▶ Selected excerpt
————
25th October 2014: An Eye for an Eye

If someone strikes you on the right cheek, turn to him the other also. Matthew 5:39 (NIV)

So often we get angry -- and sin. Our impulse is to retaliate when someone, perhaps a patient, or a friend, hurts or insults us, making us angry. The Jews gave this impulse the seal of approval and codified it as the law of retaliation, the lex talionis `eye for eye, and tooth for tooth' (Mt 5:38).

But Jesus tells us not to retaliate or resist (Mt 5:39). Paul, quoting Psalm 4:4, urges us, `In your anger, do not sin' (Eph 4:26). My understanding of this is that it is normal to feel hurt and angry when we are attacked or rejected in some way, but it is wrong to allow the anger to flow into retaliation, revenge, hate or destructiveness. We should not hurt back. We should turn the other cheek.

O how hard it is not to hit back! All too often I find myself letting the Lord down on this one. I need the loving power of his Holy Spirit -- and a strategy. I think Jesus is teaching us a strategy: turn the other cheek. What does he mean? I do not think he is saying: `Be nice. Just soak it up and be a doormat'. This is what I assumed I was being taught in my Christian upbringing, and I find that many Christians still have the same assumption.

But Christ's teaching about turning the other cheek occurs in a chapter dealing, inter alia, with reconciliation and loving even our enemies. I am to love the person who has struck me and try to be reconciled with him. And how else can I turn the other cheek unless I stay with that person rather than walk away? Walking away means to ignore the incident, to sweep it under the carpet. On the other hand, if I use the energy of my anger to stay with my attacker, turning the other cheek (which takes courage), I neither retaliate nor walk away -- I face him, I remain vulnerable, I open up the opportunity for dialogue. My attitude is one of love, of seeking reconciliation.

My attacker is surprised, wondering why I did not defend myself or retaliate. I maintain my personal integrity (far from being a doormat). I ask `Why did you hit me?' and I may discover that he had good reason! Many a friendship started this way. If I had retaliated or just walked away, I would have lost yet another opportunity.

Dear Lord, what do you really mean
when you tell me to turn the other cheek?
It is such a hard thing to do.
Help me to understand, deeply.

Further reading: Pr 15:1. Mt 5:38-48.
————
▶ Record set
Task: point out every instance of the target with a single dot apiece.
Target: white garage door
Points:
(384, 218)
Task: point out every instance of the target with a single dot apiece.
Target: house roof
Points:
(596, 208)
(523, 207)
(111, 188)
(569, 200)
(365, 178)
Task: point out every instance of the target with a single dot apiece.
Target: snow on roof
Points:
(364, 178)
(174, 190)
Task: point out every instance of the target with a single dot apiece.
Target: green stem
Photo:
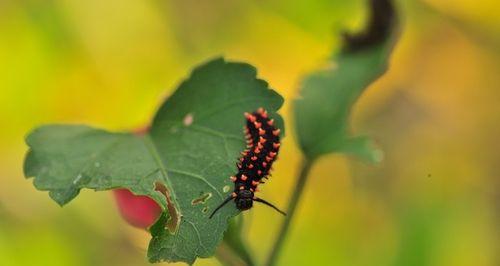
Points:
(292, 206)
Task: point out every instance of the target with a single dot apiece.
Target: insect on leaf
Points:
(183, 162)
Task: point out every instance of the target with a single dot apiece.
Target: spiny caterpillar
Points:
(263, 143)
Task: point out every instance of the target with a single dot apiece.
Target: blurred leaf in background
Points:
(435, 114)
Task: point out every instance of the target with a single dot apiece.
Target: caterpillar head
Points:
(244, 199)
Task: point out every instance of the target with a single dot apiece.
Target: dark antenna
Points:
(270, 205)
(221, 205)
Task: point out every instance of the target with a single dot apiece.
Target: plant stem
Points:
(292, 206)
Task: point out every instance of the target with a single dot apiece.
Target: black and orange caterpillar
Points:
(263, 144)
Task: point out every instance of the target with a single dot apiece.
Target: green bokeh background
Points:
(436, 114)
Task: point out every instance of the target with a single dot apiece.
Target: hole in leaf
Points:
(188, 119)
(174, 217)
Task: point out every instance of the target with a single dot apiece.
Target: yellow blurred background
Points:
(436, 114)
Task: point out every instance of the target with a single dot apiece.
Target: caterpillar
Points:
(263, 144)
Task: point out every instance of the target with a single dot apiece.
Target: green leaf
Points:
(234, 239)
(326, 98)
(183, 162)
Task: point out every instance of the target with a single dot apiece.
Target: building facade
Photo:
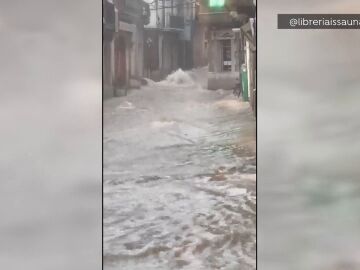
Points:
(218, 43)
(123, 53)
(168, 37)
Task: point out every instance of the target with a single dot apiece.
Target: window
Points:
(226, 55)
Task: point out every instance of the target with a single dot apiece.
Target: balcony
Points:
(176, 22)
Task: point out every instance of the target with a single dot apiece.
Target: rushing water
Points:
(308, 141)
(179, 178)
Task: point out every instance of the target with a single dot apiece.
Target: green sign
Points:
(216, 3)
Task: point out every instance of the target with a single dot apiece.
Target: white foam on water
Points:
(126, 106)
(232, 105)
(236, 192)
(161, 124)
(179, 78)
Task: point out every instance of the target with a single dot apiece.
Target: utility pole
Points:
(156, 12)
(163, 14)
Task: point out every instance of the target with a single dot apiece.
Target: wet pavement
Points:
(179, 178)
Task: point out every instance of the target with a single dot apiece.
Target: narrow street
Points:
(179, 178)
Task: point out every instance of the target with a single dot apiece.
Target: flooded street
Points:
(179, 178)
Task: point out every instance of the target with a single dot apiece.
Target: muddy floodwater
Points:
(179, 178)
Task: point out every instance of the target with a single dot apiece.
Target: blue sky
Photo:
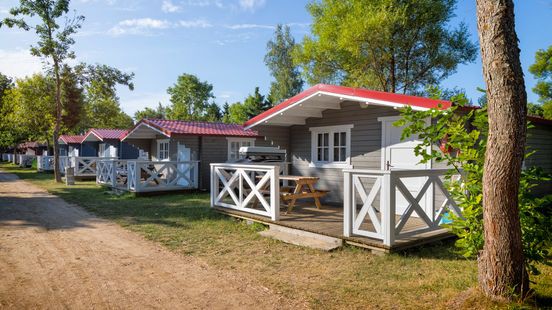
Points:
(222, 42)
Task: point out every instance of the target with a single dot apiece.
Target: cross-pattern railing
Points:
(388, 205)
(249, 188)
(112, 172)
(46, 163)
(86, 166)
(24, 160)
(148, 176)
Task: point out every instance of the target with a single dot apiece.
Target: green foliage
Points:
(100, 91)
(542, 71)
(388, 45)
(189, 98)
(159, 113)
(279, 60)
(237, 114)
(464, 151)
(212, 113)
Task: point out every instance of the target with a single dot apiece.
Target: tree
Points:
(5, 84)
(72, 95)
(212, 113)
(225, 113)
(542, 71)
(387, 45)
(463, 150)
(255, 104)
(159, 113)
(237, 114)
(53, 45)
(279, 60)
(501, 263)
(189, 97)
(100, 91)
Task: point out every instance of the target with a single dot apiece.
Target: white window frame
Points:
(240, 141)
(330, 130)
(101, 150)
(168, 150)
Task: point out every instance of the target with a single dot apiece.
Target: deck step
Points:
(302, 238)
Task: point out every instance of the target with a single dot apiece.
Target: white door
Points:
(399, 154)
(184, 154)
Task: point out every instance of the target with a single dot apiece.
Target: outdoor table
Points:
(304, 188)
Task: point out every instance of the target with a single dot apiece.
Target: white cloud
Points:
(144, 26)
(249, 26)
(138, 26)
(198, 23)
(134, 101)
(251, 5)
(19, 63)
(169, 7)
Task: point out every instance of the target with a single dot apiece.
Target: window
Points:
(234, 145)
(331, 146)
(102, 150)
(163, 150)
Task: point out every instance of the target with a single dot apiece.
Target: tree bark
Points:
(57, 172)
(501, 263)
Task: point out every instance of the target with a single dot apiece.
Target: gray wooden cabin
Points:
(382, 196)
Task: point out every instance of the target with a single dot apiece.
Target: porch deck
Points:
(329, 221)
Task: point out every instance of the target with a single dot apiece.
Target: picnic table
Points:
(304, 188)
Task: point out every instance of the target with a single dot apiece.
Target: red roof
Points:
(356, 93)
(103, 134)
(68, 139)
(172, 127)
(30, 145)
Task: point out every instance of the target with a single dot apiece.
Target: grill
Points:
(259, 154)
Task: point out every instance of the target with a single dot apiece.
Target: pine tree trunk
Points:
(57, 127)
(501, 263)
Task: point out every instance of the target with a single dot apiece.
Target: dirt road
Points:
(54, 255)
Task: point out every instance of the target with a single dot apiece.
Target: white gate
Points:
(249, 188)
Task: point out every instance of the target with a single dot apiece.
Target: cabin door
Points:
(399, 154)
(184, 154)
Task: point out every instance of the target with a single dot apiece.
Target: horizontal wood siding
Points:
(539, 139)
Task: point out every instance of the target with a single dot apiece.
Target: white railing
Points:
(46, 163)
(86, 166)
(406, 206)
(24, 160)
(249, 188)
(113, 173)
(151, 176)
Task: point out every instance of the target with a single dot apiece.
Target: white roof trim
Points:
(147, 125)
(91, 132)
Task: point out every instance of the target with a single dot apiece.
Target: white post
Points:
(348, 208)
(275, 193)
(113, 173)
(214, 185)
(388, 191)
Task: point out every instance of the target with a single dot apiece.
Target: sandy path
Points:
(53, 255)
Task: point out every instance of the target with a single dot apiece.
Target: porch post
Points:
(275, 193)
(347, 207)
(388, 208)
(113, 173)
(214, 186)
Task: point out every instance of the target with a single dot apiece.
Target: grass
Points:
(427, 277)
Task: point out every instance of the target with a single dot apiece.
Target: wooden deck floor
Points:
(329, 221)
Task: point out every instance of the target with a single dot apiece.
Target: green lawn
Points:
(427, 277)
————
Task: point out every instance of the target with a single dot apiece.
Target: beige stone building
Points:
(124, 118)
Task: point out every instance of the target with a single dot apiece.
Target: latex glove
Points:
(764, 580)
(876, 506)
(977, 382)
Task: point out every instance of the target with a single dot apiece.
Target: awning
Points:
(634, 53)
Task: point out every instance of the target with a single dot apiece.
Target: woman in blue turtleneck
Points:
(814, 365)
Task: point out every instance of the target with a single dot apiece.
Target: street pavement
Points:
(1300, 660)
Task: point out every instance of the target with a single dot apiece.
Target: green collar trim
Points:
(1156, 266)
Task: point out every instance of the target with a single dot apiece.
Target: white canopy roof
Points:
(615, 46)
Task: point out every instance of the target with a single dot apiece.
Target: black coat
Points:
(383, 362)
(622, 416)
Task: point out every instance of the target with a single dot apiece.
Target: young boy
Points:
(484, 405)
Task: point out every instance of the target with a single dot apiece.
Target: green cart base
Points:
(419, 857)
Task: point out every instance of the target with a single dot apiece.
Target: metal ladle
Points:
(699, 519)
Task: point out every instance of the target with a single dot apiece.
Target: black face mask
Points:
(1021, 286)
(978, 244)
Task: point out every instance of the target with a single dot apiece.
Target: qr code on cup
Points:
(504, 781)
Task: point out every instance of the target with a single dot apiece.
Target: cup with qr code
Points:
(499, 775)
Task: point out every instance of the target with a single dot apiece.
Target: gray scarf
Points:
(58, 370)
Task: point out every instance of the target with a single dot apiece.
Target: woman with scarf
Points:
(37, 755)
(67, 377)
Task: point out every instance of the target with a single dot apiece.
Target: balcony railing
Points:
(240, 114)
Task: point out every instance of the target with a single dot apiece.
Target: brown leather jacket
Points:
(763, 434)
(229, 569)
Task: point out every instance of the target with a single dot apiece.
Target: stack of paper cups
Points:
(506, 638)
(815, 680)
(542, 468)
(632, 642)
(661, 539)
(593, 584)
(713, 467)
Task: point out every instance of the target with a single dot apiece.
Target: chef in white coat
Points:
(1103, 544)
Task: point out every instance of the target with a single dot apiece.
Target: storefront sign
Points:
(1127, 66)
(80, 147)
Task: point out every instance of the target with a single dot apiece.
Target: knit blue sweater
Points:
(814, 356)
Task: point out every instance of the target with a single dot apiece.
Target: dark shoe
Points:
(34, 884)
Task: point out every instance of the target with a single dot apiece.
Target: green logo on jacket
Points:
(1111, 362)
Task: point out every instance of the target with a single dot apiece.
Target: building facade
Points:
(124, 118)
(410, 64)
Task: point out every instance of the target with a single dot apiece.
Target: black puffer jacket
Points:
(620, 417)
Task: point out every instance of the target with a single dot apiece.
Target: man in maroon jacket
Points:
————
▶ Task description
Answer these questions about the text on turning the other cheek:
1. Which psalm is Paul quoting when he urges, "In your anger, do not sin"?
2. According to the writer, what does walking away mean?
3. What question does the writer ask the attacker?

▶ Expected output
1. Psalm 4:4.
2. Ignoring the incident, or sweeping it under the carpet.
3. "Why did you hit me?"